▸ **WHAT TO DO**:
1/ According to the article on the BFI joint employer standard, in which state was the MRF where temporary workers began the organizing drive?
2/ Reproduce the article on the BFI joint employer standard from "Industry sees multiple" up to and including "the near future.".
3/ Write what comes next in the article on the BFI joint employer standard, picking up after its last sentence.

Industry sees multiple opportunities to reverse BFI joint employer standard
The waste industry is cautiously optimistic about multiple openings to reverse a controversial Obama-era joint employer standard in the near future.
What started with an organizing drive by temporary workers at a Browning-Ferris Industries (BFI) MRF in California more than four years ago has since evolved into a national legal and legislative debate that extends far beyond the recycling industry. Supporters of the 2015 National Labor Relations Board (NLRB) joint employer decision on BFI are fearful that it may not survive the newly Trump-controlled board, let alone an upcoming legal decision or a Republican-controlled Congress. Opponents of the standard say that change can't come soon enough, and they are working to make it happen in the name of business growth.

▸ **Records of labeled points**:
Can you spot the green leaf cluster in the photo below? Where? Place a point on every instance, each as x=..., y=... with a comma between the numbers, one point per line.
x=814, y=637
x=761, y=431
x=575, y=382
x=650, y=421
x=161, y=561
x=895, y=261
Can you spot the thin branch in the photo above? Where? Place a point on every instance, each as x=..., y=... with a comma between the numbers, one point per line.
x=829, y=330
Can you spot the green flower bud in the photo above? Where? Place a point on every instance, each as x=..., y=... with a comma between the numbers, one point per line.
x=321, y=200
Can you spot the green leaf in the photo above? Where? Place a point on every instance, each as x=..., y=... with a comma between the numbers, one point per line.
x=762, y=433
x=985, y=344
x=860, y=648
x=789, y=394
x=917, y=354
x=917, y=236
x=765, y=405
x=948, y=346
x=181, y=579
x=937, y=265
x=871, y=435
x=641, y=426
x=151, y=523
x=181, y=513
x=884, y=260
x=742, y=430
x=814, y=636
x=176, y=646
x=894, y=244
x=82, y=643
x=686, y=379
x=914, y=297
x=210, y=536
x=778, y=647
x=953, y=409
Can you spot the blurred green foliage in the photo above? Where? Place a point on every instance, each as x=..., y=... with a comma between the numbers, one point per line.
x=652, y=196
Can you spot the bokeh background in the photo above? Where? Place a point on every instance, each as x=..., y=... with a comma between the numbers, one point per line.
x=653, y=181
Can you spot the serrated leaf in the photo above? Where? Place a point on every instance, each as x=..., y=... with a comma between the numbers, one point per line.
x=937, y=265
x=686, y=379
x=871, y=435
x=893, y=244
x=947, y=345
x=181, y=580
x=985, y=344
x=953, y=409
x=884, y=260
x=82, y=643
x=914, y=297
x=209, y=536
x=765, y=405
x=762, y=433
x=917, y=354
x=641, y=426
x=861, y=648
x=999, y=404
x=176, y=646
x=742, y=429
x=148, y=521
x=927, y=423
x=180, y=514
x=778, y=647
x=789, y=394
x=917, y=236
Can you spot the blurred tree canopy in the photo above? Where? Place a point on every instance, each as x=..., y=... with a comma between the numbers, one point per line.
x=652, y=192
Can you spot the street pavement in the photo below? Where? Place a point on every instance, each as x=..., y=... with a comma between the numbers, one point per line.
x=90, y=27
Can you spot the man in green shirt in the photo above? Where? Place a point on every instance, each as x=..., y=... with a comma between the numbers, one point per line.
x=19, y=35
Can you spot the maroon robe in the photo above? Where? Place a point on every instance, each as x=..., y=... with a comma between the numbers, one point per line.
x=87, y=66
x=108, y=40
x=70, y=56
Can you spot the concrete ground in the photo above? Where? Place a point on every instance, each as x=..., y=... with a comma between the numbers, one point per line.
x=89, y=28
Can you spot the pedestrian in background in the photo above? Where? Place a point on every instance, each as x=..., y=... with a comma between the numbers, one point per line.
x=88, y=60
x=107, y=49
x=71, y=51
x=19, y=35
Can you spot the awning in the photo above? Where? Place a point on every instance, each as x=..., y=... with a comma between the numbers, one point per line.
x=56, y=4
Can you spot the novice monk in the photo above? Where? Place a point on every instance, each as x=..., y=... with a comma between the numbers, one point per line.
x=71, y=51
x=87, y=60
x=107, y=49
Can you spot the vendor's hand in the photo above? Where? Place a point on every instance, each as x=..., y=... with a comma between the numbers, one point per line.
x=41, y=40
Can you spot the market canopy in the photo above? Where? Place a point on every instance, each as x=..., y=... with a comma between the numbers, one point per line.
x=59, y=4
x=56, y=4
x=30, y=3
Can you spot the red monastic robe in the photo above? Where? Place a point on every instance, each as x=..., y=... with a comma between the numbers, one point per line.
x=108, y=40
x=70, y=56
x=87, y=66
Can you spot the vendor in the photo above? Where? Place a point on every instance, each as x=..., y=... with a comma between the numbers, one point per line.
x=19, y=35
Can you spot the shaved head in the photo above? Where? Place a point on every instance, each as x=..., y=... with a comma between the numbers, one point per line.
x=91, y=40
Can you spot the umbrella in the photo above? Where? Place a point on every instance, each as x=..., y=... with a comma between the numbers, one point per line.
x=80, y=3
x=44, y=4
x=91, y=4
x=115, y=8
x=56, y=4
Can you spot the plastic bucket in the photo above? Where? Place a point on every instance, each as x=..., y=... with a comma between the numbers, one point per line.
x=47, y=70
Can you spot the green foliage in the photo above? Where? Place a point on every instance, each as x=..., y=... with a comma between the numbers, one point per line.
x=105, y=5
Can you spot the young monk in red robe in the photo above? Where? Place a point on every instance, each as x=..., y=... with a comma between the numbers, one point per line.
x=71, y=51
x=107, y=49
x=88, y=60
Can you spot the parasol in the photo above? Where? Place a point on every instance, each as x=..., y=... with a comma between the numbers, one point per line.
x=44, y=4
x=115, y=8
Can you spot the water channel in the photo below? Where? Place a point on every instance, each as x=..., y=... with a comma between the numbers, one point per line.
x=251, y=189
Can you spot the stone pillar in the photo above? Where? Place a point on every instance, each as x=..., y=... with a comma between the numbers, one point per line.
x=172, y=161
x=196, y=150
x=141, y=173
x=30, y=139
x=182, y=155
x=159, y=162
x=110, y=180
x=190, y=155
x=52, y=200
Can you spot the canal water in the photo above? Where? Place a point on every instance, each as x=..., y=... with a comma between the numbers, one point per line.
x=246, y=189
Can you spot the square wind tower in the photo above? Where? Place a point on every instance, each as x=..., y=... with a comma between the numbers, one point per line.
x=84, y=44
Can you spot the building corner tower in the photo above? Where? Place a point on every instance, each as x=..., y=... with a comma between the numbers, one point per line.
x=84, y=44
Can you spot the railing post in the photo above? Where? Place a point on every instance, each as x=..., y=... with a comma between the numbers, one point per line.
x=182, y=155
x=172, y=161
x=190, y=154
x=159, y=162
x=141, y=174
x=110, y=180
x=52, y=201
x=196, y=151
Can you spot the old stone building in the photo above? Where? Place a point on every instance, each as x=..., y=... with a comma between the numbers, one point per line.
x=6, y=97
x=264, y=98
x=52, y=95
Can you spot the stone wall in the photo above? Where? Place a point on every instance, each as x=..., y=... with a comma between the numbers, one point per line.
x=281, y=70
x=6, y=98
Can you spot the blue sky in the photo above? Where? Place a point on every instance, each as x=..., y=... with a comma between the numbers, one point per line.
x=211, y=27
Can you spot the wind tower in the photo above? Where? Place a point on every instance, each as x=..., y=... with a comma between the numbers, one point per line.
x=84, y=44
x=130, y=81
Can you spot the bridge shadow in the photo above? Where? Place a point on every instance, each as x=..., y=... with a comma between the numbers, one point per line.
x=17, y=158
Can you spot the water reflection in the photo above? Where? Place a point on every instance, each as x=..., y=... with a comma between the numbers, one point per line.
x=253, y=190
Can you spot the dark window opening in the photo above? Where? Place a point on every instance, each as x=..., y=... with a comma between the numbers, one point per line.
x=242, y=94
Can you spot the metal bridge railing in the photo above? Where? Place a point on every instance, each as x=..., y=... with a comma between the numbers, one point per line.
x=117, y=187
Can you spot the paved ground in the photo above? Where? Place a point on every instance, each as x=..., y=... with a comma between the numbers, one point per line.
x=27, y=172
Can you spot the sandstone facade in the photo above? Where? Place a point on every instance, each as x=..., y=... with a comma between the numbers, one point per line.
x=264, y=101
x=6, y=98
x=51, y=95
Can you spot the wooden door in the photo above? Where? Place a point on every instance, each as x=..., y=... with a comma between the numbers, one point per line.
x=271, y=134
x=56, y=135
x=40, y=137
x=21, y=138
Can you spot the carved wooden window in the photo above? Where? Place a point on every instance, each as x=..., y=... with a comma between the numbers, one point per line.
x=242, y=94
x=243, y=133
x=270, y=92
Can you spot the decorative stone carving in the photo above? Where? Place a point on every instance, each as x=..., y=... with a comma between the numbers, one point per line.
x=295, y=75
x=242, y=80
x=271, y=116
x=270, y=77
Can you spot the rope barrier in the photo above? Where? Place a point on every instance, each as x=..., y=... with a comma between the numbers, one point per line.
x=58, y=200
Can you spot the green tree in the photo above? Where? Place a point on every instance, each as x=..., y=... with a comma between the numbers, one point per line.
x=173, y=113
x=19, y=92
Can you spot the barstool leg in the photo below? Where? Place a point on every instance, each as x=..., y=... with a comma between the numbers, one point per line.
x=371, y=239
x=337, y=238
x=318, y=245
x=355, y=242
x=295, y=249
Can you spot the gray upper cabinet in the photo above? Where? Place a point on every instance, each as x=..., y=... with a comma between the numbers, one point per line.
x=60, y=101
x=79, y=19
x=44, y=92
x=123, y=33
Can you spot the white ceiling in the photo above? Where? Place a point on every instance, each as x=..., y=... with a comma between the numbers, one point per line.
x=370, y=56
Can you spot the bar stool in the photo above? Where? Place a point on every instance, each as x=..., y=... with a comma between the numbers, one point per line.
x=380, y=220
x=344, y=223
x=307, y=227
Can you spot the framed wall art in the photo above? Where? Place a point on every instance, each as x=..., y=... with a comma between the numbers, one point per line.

▸ **THE REPLIES**:
1/ California

2/
Industry sees multiple opportunities to reverse BFI joint employer standard
The waste industry is cautiously optimistic about multiple openings to reverse a controversial Obama-era joint employer standard in the near future.

3/
The underlying question is what constitutes direct versus indirect control when it comes to employment relationships, and what level of responsibility either status puts on companies that could be considered joint employers. Critics of the current standard — set by the 2015 NLRB decision — say its definition of control is too open-ended. They describe this as creating uncertainty for employers working with staffing agencies, subcontractors and franchisees of all kinds.
"One of the reasons why the legislation is so important is that overturning an NLRB case could take a long time. I think that reevaluating the policy is likely to happen, but the question is when that would occur."
vice president of government affairs and chapter operations
All of this could be addressed by the D.C. Circuit Court soon, when it announces a decision on the BFI case, prompted by the company's legal challenge to the 2015 NLRB decision. BFI is a subsidiary of Republic Services. The newly Republican-majority NLRB could also potentially vote to reverse the 2015 standard. In the meantime, attention is focused on a bill introduced in the House over the summer that could achieve similar or larger results. That bill, H.R. 3441 or the "Save Local Business Act," was passed out of committee Oct. 4.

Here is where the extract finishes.